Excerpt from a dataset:
* BEGIN *

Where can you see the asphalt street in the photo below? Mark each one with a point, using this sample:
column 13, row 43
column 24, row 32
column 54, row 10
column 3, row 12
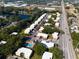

* END *

» WRITTEN INSTRUCTION
Copy the lines above word for word, leaving out the picture.

» EXERCISE OUTPUT
Where can you see the asphalt street in the photo below? Mark each one with a point, using this sample:
column 13, row 43
column 24, row 32
column 54, row 10
column 3, row 12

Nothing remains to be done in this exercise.